Action item — In the entries below, find the lines with the word "wire" and copy them.

[Dataset entries]
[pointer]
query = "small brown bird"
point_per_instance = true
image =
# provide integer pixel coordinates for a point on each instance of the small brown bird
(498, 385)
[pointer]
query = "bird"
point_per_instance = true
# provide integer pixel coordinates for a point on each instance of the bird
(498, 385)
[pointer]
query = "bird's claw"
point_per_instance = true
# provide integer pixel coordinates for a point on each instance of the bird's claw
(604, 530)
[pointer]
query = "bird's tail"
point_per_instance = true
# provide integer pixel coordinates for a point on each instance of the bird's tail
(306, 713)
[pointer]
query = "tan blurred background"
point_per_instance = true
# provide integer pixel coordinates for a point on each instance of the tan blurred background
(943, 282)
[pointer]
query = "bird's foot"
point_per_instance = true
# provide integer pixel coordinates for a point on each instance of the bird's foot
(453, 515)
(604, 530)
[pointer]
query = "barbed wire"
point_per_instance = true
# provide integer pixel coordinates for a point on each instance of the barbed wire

Exercise solution —
query = "barbed wire"
# provide integer pixel coordinates for a point on each instance of the barbed wire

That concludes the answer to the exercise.